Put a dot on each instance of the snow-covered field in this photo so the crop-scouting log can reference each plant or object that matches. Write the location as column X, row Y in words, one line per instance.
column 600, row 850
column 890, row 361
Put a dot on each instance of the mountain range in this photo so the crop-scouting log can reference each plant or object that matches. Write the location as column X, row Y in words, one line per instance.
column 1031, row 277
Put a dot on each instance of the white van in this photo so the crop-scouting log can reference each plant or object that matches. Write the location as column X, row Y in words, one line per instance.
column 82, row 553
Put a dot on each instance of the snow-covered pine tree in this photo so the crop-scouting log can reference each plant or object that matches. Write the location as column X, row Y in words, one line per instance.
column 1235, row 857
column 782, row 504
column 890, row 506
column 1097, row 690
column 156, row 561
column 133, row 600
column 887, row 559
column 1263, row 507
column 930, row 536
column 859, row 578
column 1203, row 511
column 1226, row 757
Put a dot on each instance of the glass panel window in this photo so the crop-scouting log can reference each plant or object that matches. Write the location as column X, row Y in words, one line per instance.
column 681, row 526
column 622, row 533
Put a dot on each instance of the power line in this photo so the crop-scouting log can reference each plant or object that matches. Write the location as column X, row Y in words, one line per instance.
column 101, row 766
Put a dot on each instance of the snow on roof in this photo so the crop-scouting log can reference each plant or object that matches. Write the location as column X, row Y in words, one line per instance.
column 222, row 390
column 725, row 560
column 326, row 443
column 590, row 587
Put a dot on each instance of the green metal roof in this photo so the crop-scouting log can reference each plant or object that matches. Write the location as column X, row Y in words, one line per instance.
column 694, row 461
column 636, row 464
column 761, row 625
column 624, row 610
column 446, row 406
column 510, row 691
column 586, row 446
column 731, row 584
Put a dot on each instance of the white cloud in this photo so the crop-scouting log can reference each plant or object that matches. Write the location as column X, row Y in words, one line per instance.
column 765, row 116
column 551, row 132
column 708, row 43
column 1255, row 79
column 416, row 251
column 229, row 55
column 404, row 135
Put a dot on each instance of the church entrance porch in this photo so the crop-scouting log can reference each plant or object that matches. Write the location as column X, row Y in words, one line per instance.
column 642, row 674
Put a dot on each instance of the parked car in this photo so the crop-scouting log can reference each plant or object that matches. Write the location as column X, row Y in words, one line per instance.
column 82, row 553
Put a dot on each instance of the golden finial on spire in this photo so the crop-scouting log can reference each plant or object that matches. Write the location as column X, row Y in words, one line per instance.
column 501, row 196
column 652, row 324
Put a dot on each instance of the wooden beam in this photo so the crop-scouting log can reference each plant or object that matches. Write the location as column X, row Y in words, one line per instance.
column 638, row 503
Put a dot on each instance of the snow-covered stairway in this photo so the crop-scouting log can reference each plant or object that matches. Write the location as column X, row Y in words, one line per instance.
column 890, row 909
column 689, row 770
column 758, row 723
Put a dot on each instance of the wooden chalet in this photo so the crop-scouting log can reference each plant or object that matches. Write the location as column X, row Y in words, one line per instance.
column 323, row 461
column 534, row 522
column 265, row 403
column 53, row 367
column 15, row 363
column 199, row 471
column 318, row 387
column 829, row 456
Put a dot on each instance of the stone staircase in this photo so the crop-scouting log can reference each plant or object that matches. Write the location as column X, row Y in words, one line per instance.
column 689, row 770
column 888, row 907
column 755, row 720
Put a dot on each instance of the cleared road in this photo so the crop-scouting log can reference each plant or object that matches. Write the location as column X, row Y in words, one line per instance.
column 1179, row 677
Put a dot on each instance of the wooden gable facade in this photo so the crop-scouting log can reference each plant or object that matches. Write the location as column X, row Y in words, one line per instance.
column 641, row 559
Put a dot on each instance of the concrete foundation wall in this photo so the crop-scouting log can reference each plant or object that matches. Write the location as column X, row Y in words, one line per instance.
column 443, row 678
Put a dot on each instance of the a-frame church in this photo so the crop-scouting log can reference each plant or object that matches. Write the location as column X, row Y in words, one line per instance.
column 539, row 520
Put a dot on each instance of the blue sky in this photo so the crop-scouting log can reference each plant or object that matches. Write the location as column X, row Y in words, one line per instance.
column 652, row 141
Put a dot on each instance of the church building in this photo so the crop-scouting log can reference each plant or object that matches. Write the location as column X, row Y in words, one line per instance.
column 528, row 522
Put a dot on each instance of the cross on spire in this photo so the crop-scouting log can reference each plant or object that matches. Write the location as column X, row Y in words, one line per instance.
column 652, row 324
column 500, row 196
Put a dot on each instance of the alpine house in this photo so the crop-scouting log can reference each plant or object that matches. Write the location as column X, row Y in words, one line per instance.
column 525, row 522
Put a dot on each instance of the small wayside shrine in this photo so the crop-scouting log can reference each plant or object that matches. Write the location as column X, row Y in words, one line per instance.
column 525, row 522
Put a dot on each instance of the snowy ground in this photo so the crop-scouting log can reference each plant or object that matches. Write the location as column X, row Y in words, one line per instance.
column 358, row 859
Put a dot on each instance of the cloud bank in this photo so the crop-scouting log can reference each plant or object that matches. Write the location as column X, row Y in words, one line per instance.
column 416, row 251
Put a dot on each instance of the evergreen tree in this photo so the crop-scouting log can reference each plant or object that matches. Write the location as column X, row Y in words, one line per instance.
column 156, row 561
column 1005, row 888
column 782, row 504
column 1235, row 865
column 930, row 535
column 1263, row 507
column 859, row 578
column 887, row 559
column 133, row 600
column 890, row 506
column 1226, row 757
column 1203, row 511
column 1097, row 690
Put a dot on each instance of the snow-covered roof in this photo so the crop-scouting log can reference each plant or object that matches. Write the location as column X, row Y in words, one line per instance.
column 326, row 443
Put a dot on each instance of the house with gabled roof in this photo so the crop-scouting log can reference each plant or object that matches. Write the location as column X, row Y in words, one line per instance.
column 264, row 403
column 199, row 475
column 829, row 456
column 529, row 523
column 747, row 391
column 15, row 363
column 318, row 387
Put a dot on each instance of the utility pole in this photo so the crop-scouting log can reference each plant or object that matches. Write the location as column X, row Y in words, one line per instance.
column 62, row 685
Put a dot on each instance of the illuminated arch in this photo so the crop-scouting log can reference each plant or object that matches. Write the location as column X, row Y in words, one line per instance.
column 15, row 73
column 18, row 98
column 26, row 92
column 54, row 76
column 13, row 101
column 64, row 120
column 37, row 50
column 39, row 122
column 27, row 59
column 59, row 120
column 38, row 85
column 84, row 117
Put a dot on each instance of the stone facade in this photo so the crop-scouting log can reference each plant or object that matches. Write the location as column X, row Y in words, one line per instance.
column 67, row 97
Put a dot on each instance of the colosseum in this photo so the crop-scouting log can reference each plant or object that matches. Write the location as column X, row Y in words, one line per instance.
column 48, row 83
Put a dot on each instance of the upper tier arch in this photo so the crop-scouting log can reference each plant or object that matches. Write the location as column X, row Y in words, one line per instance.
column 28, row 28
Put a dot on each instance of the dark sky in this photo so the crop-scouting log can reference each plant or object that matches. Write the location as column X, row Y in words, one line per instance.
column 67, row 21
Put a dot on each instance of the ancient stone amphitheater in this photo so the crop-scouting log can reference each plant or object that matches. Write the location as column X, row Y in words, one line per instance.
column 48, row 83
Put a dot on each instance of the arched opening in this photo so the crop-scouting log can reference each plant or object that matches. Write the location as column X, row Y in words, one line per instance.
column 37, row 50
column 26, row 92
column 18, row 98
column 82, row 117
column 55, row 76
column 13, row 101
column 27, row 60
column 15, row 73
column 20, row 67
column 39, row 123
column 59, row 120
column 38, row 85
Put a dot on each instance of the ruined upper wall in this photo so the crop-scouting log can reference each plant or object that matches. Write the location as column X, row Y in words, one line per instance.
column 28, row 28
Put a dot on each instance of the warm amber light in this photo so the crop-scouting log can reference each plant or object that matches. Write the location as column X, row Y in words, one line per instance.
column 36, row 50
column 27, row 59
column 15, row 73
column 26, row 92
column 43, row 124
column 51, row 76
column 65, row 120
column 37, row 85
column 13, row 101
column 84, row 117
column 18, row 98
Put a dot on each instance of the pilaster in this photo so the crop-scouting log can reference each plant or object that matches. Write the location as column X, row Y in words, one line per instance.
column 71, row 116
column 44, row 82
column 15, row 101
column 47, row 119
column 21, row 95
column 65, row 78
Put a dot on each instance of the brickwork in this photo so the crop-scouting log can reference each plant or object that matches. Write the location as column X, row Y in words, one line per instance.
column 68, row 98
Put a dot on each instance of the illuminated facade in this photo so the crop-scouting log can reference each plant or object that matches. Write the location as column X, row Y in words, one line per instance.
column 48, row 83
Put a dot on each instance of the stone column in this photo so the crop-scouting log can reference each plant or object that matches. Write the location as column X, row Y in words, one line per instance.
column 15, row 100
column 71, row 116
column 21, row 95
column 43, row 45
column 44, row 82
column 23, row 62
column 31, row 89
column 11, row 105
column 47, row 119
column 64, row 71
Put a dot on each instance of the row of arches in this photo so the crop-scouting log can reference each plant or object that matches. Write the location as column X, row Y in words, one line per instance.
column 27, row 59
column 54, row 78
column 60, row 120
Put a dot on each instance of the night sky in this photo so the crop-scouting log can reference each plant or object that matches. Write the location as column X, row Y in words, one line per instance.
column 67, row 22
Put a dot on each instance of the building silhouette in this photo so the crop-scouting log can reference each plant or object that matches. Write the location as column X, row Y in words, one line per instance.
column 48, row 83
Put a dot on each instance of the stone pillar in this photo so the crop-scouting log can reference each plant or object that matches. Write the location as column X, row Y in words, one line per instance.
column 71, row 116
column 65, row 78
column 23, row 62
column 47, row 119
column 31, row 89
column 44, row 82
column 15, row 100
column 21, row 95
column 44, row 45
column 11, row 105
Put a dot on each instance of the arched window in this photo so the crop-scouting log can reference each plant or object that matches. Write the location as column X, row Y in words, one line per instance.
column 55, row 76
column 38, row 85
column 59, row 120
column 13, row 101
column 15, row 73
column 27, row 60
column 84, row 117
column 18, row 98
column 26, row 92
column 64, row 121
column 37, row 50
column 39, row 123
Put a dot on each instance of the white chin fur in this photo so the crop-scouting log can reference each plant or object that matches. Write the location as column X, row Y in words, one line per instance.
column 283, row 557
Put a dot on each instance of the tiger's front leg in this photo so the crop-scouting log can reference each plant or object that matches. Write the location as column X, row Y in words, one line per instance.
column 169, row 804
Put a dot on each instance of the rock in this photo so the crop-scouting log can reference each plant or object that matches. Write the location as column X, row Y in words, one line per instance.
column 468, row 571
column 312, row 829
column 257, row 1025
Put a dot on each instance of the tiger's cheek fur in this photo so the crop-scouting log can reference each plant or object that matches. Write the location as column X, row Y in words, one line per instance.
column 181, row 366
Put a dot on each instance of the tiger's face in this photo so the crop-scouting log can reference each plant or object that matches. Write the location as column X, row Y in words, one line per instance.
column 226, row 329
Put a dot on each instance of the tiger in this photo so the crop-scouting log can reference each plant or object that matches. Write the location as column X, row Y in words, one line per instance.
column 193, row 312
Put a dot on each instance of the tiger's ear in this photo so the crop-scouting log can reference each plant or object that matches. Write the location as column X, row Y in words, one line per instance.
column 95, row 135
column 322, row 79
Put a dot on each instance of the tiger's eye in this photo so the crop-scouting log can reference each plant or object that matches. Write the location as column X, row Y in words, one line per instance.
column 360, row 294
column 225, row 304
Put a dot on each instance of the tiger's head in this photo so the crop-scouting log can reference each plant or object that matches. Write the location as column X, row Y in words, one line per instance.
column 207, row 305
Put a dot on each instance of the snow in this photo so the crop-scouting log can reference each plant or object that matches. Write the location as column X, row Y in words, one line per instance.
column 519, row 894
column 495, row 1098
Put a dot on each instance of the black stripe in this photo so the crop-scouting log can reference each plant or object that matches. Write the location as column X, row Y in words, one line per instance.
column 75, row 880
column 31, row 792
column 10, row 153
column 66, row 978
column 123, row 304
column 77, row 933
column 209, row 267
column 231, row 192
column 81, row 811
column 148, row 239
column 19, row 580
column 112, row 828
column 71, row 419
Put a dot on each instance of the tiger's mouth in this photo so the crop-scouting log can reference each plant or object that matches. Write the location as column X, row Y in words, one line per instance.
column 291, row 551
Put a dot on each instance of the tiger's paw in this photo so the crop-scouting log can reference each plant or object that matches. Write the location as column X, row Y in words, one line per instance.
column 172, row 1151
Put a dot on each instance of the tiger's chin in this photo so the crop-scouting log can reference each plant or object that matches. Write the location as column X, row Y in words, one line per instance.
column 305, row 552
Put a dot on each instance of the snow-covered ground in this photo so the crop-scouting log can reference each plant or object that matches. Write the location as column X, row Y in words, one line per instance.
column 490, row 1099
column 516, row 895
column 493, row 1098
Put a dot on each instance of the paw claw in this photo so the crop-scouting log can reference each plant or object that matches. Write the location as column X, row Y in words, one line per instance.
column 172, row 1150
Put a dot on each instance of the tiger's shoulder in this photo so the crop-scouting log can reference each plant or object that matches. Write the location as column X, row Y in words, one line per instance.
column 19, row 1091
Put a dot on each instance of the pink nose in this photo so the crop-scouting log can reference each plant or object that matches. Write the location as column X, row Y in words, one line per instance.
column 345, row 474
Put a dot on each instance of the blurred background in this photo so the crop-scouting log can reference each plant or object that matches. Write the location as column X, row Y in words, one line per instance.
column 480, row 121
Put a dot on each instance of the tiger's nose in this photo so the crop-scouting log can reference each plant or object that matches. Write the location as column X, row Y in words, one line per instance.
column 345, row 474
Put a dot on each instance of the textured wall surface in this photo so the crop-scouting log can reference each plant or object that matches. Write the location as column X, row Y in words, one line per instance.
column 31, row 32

# Task description
Rewrite the lines from the first one through the one containing "column 890, row 361", replacing "snow-covered field" with "frozen pasture" and leaving everything else the same.

# Written solution
Put a dot on each instance of the frozen pasture in this photo so the crop-scouting log can reference each plant or object that matches. Write the location as column X, row Y in words, one line per instance.
column 600, row 850
column 890, row 361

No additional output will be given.